• _WHAT IS EXPECTED_: Each entry needs to be retyped exactly.

Dataset records
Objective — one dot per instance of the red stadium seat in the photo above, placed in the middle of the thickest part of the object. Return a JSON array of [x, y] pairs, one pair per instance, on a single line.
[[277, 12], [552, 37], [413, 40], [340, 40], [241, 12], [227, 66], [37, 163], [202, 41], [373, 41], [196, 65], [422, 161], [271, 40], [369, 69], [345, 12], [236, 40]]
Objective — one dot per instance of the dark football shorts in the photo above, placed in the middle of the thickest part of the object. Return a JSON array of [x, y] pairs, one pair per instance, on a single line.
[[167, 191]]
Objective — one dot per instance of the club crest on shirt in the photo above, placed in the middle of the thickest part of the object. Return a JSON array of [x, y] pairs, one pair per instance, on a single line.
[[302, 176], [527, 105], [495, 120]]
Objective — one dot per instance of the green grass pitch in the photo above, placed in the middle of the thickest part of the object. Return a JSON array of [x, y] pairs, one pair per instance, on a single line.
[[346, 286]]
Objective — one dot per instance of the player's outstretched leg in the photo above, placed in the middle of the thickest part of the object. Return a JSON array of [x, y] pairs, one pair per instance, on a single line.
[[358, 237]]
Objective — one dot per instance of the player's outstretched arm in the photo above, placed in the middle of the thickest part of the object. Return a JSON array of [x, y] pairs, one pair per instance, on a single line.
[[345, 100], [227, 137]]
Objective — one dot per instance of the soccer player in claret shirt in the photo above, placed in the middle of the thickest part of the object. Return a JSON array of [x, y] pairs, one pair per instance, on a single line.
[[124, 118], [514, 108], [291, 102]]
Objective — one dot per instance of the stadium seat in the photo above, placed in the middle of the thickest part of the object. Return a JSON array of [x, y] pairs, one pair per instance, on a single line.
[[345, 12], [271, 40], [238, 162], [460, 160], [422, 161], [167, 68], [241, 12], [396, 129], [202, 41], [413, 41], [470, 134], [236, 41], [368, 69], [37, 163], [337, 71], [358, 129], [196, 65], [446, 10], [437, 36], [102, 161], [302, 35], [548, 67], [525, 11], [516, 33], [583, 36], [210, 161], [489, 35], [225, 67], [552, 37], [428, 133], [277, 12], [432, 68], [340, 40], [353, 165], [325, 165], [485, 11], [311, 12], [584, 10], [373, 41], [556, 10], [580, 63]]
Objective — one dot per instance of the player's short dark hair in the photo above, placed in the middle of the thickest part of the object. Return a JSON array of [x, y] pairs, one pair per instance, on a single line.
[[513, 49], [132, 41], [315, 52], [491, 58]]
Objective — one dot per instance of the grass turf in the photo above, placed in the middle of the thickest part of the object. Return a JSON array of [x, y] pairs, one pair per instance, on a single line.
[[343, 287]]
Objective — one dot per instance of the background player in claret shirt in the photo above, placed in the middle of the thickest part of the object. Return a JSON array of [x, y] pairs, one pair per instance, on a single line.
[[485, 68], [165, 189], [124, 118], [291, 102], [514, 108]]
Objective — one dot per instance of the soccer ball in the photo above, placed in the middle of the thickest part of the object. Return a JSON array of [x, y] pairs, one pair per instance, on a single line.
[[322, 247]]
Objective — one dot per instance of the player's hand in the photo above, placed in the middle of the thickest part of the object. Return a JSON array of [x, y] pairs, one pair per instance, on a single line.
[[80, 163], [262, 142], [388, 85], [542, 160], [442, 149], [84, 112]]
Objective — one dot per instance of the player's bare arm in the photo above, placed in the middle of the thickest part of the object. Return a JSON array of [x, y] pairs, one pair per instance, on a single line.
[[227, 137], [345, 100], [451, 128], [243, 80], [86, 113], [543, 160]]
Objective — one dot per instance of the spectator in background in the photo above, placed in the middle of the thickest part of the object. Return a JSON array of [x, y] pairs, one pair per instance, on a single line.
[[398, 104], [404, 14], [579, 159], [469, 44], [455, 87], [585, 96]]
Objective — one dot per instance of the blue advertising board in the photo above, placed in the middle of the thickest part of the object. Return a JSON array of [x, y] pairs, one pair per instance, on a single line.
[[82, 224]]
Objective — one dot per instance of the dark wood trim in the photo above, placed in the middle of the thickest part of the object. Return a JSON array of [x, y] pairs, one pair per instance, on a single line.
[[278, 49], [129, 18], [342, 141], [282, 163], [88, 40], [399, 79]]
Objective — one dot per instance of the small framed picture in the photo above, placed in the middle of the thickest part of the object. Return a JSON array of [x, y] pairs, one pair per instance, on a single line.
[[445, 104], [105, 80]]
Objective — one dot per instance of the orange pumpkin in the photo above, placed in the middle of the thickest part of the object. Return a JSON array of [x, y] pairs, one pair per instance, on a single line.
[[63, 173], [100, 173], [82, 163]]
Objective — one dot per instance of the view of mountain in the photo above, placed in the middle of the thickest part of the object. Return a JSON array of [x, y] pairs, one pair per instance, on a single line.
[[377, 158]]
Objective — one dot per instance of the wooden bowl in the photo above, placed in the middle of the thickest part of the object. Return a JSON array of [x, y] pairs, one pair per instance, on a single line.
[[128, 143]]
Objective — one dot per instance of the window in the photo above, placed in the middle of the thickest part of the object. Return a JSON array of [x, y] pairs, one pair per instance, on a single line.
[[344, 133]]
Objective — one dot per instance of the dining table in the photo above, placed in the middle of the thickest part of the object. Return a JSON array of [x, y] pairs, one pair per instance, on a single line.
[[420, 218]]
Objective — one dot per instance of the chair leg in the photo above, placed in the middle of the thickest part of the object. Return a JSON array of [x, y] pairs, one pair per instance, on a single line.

• _PROBLEM SOLUTION_:
Objective — one dot per instance of the red stadium seat in the photo above, placed in the middle of the thickest part of the object. Return a JSON array of [x, y] pairs, one pair per instance, on a single line.
[[277, 12], [552, 37], [413, 40], [340, 40], [241, 12], [227, 66], [37, 163], [202, 41], [373, 41], [196, 65], [422, 161], [271, 40], [369, 69], [345, 12], [236, 40]]
Objective — one dot per instance of the dark football shorts in the photo above, placed in the middle of the thickest part of the object. Return a JSON array of [x, y] pairs, one pair per instance, on a single line.
[[167, 191]]
Objective — one dot per instance of the club crest on shirt in the photo above, placed in the middle of the thickest part of the object. Return a JSON array of [x, y] pairs, one pair per instance, on a single line.
[[302, 176], [527, 105], [495, 120]]
Objective — one dot per instance of the green grass pitch in the photo above, placed in the middle of the thickest part of the object. Return a JSON array of [x, y] pairs, one pair per instance, on a single line.
[[346, 286]]
Objective — one dot per instance of the player's outstretched leg in the photo above, placed in the middle of the thickest part of the object. Return a JSON array of [x, y] pairs, one pair per instance, on a single line.
[[358, 237]]
Objective — one dot per instance of the player's outstretched arm in the photo above, placed in the middle of the thickest part of the object. Return a JSON array of [x, y] pairs, one pair per instance, on a single line.
[[345, 100], [227, 137]]
Objective — one dot per instance of the soccer player in claret shirt in the photo above, placed in the middle of the thickest part of the object. Return a JSON array of [x, y] pairs, one pair per instance, on a single line.
[[124, 118], [514, 108], [291, 102]]
Objective — one dot per instance of the stadium seat in the photo above, placed in the middle of the thickest part of the object. Return a JSON array of [x, y] pairs, one pair per instance, on a single line.
[[345, 12], [271, 40], [238, 162], [460, 160], [422, 161], [167, 68], [241, 12], [396, 129], [202, 41], [413, 41], [470, 134], [236, 41], [368, 69], [37, 163], [337, 71], [358, 129], [196, 65], [446, 10], [437, 36], [102, 161], [302, 35], [548, 67], [525, 11], [516, 33], [583, 36], [210, 161], [489, 35], [225, 67], [552, 37], [428, 133], [277, 12], [432, 68], [340, 40], [353, 165], [325, 165], [485, 11], [311, 12], [584, 10], [373, 41], [556, 10], [580, 63]]
Objective — one dot per instance of the player's short dark hair in the photo above, placed in the middle of the thickest part of the object. Return a JSON array of [x, y] pairs, one pair per instance, on a single line.
[[513, 49], [132, 41], [315, 52], [491, 58]]
Objective — one dot per instance of the grass turf in the photo above, placed in the middle of the thickest part of the object. Return a JSON array of [x, y] pairs, one pair per instance, on a single line.
[[343, 287]]
Objective — one dot per instance of the background player in claret shirt in the photo above, placed in the middle of the thickest part of the object. Return a JSON array of [x, y] pairs, one pair per instance, on a single line.
[[485, 68], [165, 189], [124, 118], [291, 102], [514, 108]]
Objective — one dot per instance of the soccer ball in the photo above, placed in the middle of the thickest part of the object. Return a JSON array of [x, y] pairs, one pair per instance, on a single line.
[[322, 247]]
Objective — one dot per instance of the player's hand in the photo above, placed in the middle of the thickest part of the object. Return a JSON array of [x, y] pairs, one pair per instance, on a single line.
[[80, 163], [262, 142], [388, 85], [542, 160], [442, 149], [84, 112]]
Objective — one dot per instance of the player's bare arm in the photo above, placed in the middle of the thickest part of the object. Return a JSON array of [x, y] pairs, one pair per instance, on a single line.
[[227, 137], [345, 100], [451, 128], [243, 80], [86, 113], [543, 160]]
Objective — one dot per instance of the spectator in background in the photo above, placed in the middle of the thickest part of the object. Return a JSON array of [x, y] pairs, one pair per instance, on a single line.
[[398, 104], [404, 14], [579, 159], [469, 44], [455, 87], [585, 96]]
Objective — one dot per instance of the blue advertising board in the photo above, placed in the middle of the thickest part of the object. Return a JSON array of [x, y] pairs, one pair per instance, on a single line.
[[82, 224]]
Objective — one dot per instance of the dark wood trim in the photo above, placed in the middle of the thickest part of the object. Return a JSON array of [x, y] pairs, one pair per instance, on a single line.
[[278, 49], [129, 18], [342, 141], [282, 163], [88, 40], [399, 79]]
Objective — one dot per instance of the small framed picture in the photo above, placed in the middle of the thickest part of the object. Return a JSON array of [x, y] pairs, one pair per instance, on a single line.
[[445, 104], [105, 80]]
Objective — one dot per instance of the orange pumpkin in the photo above, placed in the middle of the thickest part of the object. Return a JSON array of [x, y] pairs, one pair per instance, on a single line.
[[63, 173], [100, 173], [82, 163]]
Objective — one dot per instance of the view of mountain in the photo above, placed in the middle of the thickest part of the object. Return a JSON array of [x, y] pairs, one pair per instance, on a single line.
[[377, 158]]
Objective — one dot per instance of the wooden bowl in the photo above, placed in the middle of the thickest part of the object. Return a JSON array of [x, y] pairs, one pair per instance, on a single line.
[[128, 143]]
Objective — one dot per instance of the window in the photo above, placed in the middle of the thickest part of the object. Return a JSON array of [x, y] pairs, one pair per instance, on a single line.
[[344, 133]]
Objective — one dot per instance of the dining table in the photo above, placed in the middle of the thickest part of the object. Return a JSON array of [x, y] pairs, one pair per instance, on a single line.
[[420, 218]]
Objective — one dot per instance of the chair leg in the photo above, placed in the middle of the thickest part of the object. Return a JSON array of [x, y] pairs, one pair per instance, on a single line.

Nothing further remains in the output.